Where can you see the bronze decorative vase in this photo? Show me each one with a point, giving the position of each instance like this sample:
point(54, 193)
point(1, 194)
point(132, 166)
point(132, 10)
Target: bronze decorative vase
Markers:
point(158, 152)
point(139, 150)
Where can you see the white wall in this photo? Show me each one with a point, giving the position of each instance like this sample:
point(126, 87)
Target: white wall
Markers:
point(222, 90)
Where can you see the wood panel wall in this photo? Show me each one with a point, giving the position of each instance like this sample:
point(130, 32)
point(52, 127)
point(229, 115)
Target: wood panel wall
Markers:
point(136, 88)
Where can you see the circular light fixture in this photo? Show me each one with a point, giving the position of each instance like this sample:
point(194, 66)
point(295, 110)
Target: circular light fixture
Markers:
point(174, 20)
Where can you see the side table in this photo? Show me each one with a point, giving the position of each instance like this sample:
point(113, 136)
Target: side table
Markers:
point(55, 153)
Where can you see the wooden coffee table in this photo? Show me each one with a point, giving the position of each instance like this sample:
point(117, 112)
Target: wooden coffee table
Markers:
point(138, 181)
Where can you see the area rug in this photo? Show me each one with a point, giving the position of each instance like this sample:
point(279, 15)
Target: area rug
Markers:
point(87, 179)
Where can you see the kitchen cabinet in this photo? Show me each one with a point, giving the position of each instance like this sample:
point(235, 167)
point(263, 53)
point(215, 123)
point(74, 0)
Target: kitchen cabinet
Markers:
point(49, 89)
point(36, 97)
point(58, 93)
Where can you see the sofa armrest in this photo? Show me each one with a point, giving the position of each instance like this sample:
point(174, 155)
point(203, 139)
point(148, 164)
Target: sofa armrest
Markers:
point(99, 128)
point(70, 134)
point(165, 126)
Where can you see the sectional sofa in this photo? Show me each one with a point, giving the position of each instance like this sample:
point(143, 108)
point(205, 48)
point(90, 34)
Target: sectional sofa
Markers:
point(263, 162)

····················

> Problem statement: Render every line of the entries above as a Markdown table with the columns Row and Line, numbering each line in Row and leaving out blank lines.

> Written answer:
| Row | Line |
|---|---|
| 1 | Where can you see the bronze decorative vase in this photo? Show me each one with a point, giving the position of each instance like this sample: |
| 2 | point(54, 193) |
| 3 | point(1, 194) |
| 4 | point(132, 166) |
| 5 | point(132, 10) |
| 6 | Target: bronze decorative vase |
| 7 | Markers: |
| 8 | point(158, 152) |
| 9 | point(139, 150) |
| 10 | Where can you see the white wall in this photo? Show me each one with a point, giving the position of each instance like this sample: |
| 11 | point(126, 87) |
| 12 | Target: white wall |
| 13 | Markers: |
| 14 | point(222, 90) |
| 15 | Where can you see the wood panel wall in this photo? Show me each one with a point, giving the position of each instance like this sample: |
| 16 | point(130, 32) |
| 17 | point(52, 127) |
| 18 | point(229, 115) |
| 19 | Target: wood panel wall |
| 20 | Markers: |
| 21 | point(136, 88) |
| 22 | Where can you see the circular light fixture in this photo? Show me each one with a point, giving the position of each instance like this sample: |
| 23 | point(194, 66) |
| 24 | point(295, 110) |
| 25 | Target: circular light fixture |
| 26 | Markers: |
| 27 | point(174, 20) |
| 28 | Where can you see the side table in this photo? Show me each one with a point, giving the position of each instance like this sample: |
| 29 | point(113, 136) |
| 30 | Target: side table |
| 31 | Markers: |
| 32 | point(55, 153) |
| 33 | Where can you see the wooden coffee table in this photo? Show me each one with a point, giving the position of each instance like this sample: |
| 34 | point(117, 112) |
| 35 | Target: wooden coffee table |
| 36 | Markers: |
| 37 | point(138, 181) |
| 38 | Where can you see the area rug in this photo? Show me each one with a point, giving the position of each instance like this sample: |
| 39 | point(279, 15) |
| 40 | Target: area rug |
| 41 | Markers: |
| 42 | point(87, 179) |
| 43 | Where can you see the kitchen cabinet in this photo? Show me each one with a point, giving the position of each instance like this sample: |
| 44 | point(235, 167) |
| 45 | point(263, 53) |
| 46 | point(215, 123) |
| 47 | point(74, 0) |
| 48 | Target: kitchen cabinet |
| 49 | Markers: |
| 50 | point(49, 89) |
| 51 | point(36, 97) |
| 52 | point(58, 93) |
| 53 | Where can you see the sofa armrest in this photo? Show me each one with a point, giving the position of each instance like this sample: |
| 54 | point(174, 155) |
| 55 | point(203, 139) |
| 56 | point(148, 164) |
| 57 | Target: sofa armrest |
| 58 | Markers: |
| 59 | point(99, 128) |
| 60 | point(70, 134) |
| 61 | point(165, 126) |
| 62 | Where can you see the sectional sofa in this photo? Show me each one with a point, giving the position of each instance like this sample: |
| 63 | point(143, 108) |
| 64 | point(205, 48) |
| 65 | point(90, 34) |
| 66 | Target: sectional sofa |
| 67 | Markers: |
| 68 | point(263, 162) |